## Direction
Output every line of the records below verbatim, from the first line to the last, but omit the pictures.

## Records
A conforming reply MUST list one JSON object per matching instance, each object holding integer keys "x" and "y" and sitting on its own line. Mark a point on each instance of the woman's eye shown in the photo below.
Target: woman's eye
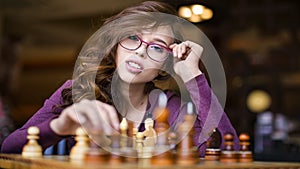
{"x": 135, "y": 38}
{"x": 157, "y": 48}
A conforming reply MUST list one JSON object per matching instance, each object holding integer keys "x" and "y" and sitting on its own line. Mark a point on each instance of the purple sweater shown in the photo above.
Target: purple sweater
{"x": 210, "y": 115}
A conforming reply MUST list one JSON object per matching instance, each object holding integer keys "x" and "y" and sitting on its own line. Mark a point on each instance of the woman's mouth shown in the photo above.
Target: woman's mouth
{"x": 134, "y": 67}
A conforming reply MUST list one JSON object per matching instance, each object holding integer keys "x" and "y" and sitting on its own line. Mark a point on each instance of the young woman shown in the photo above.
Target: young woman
{"x": 114, "y": 78}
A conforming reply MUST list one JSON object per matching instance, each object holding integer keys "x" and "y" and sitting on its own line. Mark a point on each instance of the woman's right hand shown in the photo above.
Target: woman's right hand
{"x": 93, "y": 115}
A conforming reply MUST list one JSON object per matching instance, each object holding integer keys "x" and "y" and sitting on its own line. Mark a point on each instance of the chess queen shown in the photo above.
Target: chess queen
{"x": 117, "y": 75}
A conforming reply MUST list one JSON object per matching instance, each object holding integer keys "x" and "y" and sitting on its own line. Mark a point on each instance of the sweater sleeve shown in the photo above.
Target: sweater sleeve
{"x": 210, "y": 114}
{"x": 15, "y": 141}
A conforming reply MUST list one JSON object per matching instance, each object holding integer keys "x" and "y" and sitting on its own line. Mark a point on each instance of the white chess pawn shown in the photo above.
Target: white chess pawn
{"x": 32, "y": 148}
{"x": 81, "y": 147}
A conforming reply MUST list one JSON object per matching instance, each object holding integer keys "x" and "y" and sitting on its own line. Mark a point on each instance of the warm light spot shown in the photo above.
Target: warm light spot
{"x": 185, "y": 12}
{"x": 197, "y": 9}
{"x": 258, "y": 101}
{"x": 207, "y": 14}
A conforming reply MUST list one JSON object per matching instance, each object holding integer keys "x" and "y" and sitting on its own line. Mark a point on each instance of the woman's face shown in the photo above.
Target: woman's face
{"x": 135, "y": 66}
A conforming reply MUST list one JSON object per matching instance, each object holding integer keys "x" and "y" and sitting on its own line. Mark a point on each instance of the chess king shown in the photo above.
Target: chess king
{"x": 120, "y": 72}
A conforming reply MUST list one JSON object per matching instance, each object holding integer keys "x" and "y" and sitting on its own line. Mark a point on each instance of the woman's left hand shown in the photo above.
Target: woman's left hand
{"x": 186, "y": 59}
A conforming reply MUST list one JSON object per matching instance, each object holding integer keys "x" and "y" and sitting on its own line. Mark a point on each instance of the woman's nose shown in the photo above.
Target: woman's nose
{"x": 142, "y": 50}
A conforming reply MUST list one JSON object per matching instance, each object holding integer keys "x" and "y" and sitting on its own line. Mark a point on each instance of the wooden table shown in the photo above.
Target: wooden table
{"x": 63, "y": 162}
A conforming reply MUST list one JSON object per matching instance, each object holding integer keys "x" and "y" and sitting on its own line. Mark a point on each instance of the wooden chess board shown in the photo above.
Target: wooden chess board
{"x": 63, "y": 162}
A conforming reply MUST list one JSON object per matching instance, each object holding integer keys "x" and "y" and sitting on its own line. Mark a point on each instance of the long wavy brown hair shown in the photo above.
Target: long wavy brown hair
{"x": 96, "y": 66}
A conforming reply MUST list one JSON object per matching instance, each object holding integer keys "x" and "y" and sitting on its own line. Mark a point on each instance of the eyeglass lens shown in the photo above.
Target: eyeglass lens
{"x": 155, "y": 51}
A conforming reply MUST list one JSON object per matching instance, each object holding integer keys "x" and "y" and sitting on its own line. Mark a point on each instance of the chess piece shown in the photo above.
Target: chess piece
{"x": 186, "y": 151}
{"x": 129, "y": 152}
{"x": 149, "y": 133}
{"x": 213, "y": 151}
{"x": 32, "y": 148}
{"x": 228, "y": 155}
{"x": 81, "y": 147}
{"x": 162, "y": 154}
{"x": 116, "y": 156}
{"x": 124, "y": 136}
{"x": 97, "y": 149}
{"x": 139, "y": 144}
{"x": 245, "y": 155}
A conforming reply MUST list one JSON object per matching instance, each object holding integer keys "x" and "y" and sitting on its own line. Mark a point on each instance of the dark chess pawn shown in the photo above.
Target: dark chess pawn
{"x": 97, "y": 153}
{"x": 162, "y": 154}
{"x": 228, "y": 155}
{"x": 213, "y": 151}
{"x": 186, "y": 151}
{"x": 245, "y": 155}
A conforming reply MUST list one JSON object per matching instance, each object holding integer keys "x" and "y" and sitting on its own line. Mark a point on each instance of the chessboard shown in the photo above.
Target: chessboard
{"x": 155, "y": 147}
{"x": 64, "y": 162}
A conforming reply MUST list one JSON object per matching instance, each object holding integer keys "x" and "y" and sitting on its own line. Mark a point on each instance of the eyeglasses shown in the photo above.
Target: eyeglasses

## Full response
A conforming reply MUST list one JSON object per matching instance, each object holding integer keys "x" and "y" and sitting on its own line. Mark a point on each instance of the woman's eye shown in the photo below.
Target: woman's eye
{"x": 135, "y": 38}
{"x": 157, "y": 48}
A conforming reply MUST list one JSON object per matching instance, each object holding integer keys "x" and "y" and sitting on its own line. Mark a point on each instance of the purple sweater shown in the photo above.
Target: purple sweater
{"x": 210, "y": 115}
A conforming reply MUST list one JSON object per matching instance, each object holding integer keys "x" and "y" and sitting on its own line. Mark a point on each instance of the woman's mouth shown in the photo above.
Target: woman's mouth
{"x": 134, "y": 67}
A conforming reply MUST list one JSON object per matching instance, each object holding integer keys "x" and "y" and sitting on its own line. Mark a point on each instance of the young woman shown in the photo above.
Target: young woman
{"x": 114, "y": 78}
A conforming reply MUST list one JSON object per matching instance, each object holding integer keys "x" and "y" and sitting on its own line. Mark a point on each instance of the woman's right hand shown in the photo above.
Target: woman's right hand
{"x": 93, "y": 115}
A conforming reply MUST list one JSON object per matching instance, each object holding integer keys "x" and "y" and sitting on its own line. Mark a point on each instance of the chess queen shown in the photo above.
Target: chess queen
{"x": 117, "y": 75}
A conforming reply MUST list one JSON object per matching instance, each object holding integer keys "x" and "y" and sitting on its own line. Mark a point on each instance of the sweater sleeve shown in the photo above.
Target: sweater sleeve
{"x": 210, "y": 114}
{"x": 15, "y": 141}
A conforming reply MUST list one JSON object per matching instance, each object holding integer keys "x" and "y" and sitting on its own line. Mark a point on each instance of the white chess pawn shown in the photo above.
Target: white chess pawn
{"x": 32, "y": 148}
{"x": 81, "y": 147}
A conforming reply MUST list one JSON object per matching instance, each object holding integer keys "x" and "y" and sitting on its own line. Mark a point on each instance of the warm light spot shown in the photo above.
Target: warm light spot
{"x": 185, "y": 12}
{"x": 197, "y": 9}
{"x": 258, "y": 101}
{"x": 207, "y": 14}
A conforming reply MUST list one JSON object per matching instance, each object holding integer keys "x" and "y" and sitting on its own line. Mark a point on each instance of the woman's face shown in the photo above.
Target: woman's face
{"x": 135, "y": 66}
A conforming reply MUST list one JSON object per matching instance, each object holding integer keys "x" and "y" and sitting on its own line. Mark a point on each instance of the chess king shown in the photo above.
Target: chess king
{"x": 120, "y": 72}
A conforming reply MUST list one JSON object per matching instance, each object holding integer keys "x" and "y" and sitting on its own line. Mark a point on each instance of the woman's left hand shown in the photo above.
Target: woman's left hand
{"x": 186, "y": 59}
A conforming reply MUST list one JSON object per matching instance, each object holding integer keys "x" and "y" and sitting on its own line. Mark a point on each instance of the woman's nose shown in the photo above.
Target: woman's nose
{"x": 142, "y": 50}
A conforming reply MUST list one JSON object per matching instance, each object holding integer keys "x" and "y" and sitting on its own line. Mark a point on each instance of the wooden table shown in the photo above.
Target: wooden table
{"x": 63, "y": 162}
A conforming reply MUST list one JSON object per matching instance, each object holding integer keys "x" and "y" and sitting on its own line. Mark a point on each instance of the wooden chess board shown in the photo above.
Target: wooden chess board
{"x": 63, "y": 162}
A conforming reply MUST list one JSON object per matching instance, each object holding integer keys "x" and "y" and sitting on its own line. Mark a point on each instance of the long wavy brown hair shown in the photo above.
Target: long wavy brown hair
{"x": 96, "y": 66}
A conforming reply MUST list one JSON object per matching instance, each object holding integer keys "x" and "y" and sitting on its own line. Mark a point on each instance of the eyeglass lens shown in the photo above.
Target: eyeglass lens
{"x": 155, "y": 51}
A conforming reply MUST list one JSON object per matching instance, each object holding integer keys "x" and "y" and sitting on its own line. Mark a point on each instance of the chess piece shown in the photo above.
Target: chess piece
{"x": 186, "y": 151}
{"x": 129, "y": 152}
{"x": 149, "y": 133}
{"x": 213, "y": 151}
{"x": 32, "y": 148}
{"x": 228, "y": 155}
{"x": 81, "y": 147}
{"x": 162, "y": 154}
{"x": 116, "y": 156}
{"x": 124, "y": 136}
{"x": 97, "y": 149}
{"x": 139, "y": 144}
{"x": 245, "y": 155}
A conforming reply MUST list one JSON object per matching instance, each object holding integer keys "x" and "y" and sitting on its own line. Mark a point on each instance of the dark chess pawn shown in the photo above.
Target: dark chess pawn
{"x": 97, "y": 153}
{"x": 162, "y": 154}
{"x": 228, "y": 155}
{"x": 213, "y": 151}
{"x": 186, "y": 151}
{"x": 245, "y": 155}
A conforming reply MUST list one JSON object per matching instance, each object holding integer keys "x" and "y" and sitting on its own line. Mark a point on each instance of the chessboard shown in the photo above.
Target: chessboard
{"x": 155, "y": 147}
{"x": 64, "y": 162}
A conforming reply MUST list one JSON object per matching instance, each object holding integer keys "x" and "y" and sitting on its own line. Mark a point on each instance of the eyeglasses shown in the photo above.
Target: eyeglasses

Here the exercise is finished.